#### [Tu tarea]
Convierte todas las filas siguientes en una lista numerada y omite las líneas en blanco.
== Información mostrada
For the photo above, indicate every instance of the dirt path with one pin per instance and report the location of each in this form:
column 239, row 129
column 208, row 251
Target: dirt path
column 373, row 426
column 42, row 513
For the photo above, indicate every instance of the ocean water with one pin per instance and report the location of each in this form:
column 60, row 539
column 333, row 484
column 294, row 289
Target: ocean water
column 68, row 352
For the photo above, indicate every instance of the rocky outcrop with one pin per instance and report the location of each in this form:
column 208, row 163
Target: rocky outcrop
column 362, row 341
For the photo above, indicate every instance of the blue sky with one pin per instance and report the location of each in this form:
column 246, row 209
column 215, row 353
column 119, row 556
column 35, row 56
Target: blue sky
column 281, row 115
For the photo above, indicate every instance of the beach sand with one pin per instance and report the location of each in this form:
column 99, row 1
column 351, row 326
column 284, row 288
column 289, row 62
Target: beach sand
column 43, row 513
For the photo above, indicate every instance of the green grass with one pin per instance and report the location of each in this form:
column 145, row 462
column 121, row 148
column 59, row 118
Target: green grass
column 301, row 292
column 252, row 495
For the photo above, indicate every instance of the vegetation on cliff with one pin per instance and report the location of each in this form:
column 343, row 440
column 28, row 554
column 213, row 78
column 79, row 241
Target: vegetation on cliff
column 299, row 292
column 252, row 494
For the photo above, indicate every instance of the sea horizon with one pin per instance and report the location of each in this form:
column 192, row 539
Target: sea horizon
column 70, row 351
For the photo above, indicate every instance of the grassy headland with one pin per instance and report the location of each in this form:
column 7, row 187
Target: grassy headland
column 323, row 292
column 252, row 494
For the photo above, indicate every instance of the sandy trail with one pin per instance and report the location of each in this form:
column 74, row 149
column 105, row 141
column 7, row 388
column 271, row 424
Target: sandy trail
====
#### [Solución a continuación]
1. For the photo above, indicate every instance of the dirt path with one pin per instance and report the location of each in this form:
2. column 239, row 129
3. column 208, row 251
4. Target: dirt path
5. column 373, row 426
6. column 42, row 513
7. For the photo above, indicate every instance of the ocean water with one pin per instance and report the location of each in this form:
8. column 60, row 539
9. column 333, row 484
10. column 294, row 289
11. Target: ocean water
12. column 68, row 352
13. For the photo above, indicate every instance of the rocky outcrop with one pin per instance and report the location of each in this form:
14. column 208, row 163
15. Target: rocky outcrop
16. column 362, row 341
17. For the photo above, indicate every instance of the blue sky with one pin per instance and report the location of each in this form:
18. column 246, row 209
19. column 215, row 353
20. column 119, row 556
21. column 35, row 56
22. Target: blue sky
23. column 281, row 115
24. For the photo above, indicate every instance of the beach sand with one pin per instance and report the location of each in this form:
25. column 99, row 1
26. column 351, row 326
27. column 284, row 288
28. column 289, row 62
29. Target: beach sand
30. column 43, row 513
31. For the photo above, indicate every instance of the green grass with one pin per instance and report the location of each in this form:
32. column 145, row 462
33. column 121, row 148
34. column 59, row 118
35. Target: green grass
36. column 301, row 292
37. column 252, row 495
38. For the photo above, indicate every instance of the vegetation on cliff with one pin per instance and report the location of each in this form:
39. column 343, row 440
40. column 28, row 554
41. column 213, row 78
42. column 79, row 241
43. Target: vegetation on cliff
44. column 299, row 292
45. column 252, row 494
46. For the photo above, indicate every instance of the sea horizon with one pin per instance and report the location of each in this form:
47. column 192, row 539
48. Target: sea horizon
49. column 70, row 351
50. For the photo above, indicate every instance of the grassy headland with one pin per instance and report the location of each in this form:
51. column 7, row 187
52. Target: grassy headland
53. column 323, row 292
54. column 252, row 494
55. For the photo above, indicate every instance of the sandy trail with one pin per instance and report the location of each in this form:
56. column 74, row 149
57. column 105, row 141
58. column 7, row 388
59. column 271, row 424
60. Target: sandy trail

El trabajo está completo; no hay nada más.